[Start of SUPPLIED MATERIAL]

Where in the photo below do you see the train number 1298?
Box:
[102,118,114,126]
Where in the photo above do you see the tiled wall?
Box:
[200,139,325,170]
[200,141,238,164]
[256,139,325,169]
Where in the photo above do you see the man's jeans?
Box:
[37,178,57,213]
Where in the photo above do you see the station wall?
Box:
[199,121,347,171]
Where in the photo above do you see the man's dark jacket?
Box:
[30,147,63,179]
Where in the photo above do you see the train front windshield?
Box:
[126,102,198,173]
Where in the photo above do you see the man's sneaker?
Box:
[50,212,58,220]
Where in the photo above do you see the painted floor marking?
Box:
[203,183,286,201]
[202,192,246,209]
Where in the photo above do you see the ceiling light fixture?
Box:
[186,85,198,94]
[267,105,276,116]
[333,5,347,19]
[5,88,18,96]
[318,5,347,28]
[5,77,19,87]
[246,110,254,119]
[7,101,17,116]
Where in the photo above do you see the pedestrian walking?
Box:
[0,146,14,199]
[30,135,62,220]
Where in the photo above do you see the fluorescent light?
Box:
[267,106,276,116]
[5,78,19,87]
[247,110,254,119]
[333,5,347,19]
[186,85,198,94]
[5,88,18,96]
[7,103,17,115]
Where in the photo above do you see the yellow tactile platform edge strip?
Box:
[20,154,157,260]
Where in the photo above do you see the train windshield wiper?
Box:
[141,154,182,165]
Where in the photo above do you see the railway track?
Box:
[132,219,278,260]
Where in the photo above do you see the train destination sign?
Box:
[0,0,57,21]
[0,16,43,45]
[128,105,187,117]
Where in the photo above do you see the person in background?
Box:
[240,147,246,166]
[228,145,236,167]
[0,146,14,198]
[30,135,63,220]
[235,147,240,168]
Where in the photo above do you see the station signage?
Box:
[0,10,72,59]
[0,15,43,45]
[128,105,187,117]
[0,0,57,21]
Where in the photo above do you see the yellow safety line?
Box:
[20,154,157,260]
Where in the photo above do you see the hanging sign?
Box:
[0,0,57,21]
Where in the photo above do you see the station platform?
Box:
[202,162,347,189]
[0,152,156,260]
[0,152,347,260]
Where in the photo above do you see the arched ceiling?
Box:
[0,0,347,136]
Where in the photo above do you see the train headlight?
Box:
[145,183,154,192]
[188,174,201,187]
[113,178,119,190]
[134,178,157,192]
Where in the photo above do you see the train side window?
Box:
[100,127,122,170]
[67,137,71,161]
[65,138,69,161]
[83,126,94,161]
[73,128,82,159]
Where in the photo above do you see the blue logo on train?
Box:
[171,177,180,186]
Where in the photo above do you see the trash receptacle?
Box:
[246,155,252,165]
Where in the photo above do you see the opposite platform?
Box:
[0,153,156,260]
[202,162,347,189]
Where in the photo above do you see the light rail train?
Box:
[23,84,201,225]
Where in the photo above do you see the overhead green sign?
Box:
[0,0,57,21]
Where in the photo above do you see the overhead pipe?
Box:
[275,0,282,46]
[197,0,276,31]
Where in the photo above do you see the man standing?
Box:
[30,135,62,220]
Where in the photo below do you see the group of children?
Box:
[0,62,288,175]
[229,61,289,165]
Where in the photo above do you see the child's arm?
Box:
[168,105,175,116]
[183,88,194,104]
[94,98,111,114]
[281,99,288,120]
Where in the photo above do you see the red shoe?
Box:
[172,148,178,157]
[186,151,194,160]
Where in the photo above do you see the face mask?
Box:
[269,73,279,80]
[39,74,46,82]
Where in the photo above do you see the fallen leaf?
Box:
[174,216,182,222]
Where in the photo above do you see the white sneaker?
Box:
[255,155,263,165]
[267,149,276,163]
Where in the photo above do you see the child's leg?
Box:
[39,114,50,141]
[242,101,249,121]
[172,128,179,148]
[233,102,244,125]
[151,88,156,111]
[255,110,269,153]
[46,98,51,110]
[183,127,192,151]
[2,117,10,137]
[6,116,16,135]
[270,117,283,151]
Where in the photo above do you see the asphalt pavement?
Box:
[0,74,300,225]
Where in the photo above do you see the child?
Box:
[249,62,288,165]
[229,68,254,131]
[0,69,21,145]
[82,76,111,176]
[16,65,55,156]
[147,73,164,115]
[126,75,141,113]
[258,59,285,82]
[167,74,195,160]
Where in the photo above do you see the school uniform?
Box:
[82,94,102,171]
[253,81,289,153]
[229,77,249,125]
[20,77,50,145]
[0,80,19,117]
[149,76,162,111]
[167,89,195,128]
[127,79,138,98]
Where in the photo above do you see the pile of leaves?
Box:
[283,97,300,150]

[End of SUPPLIED MATERIAL]

- **WHAT THE EXERCISE ASKS**:
Can you update the records from the start up to and including the line with "[256,139,325,169]" so that "tiled wall" becomes "tiled surface" and nothing else changes? Return only those lines.

- **OUTPUT**:
Where in the photo below do you see the train number 1298?
Box:
[102,118,114,126]
Where in the photo above do you see the tiled surface?
Box:
[200,139,325,170]
[200,141,238,164]
[256,139,325,169]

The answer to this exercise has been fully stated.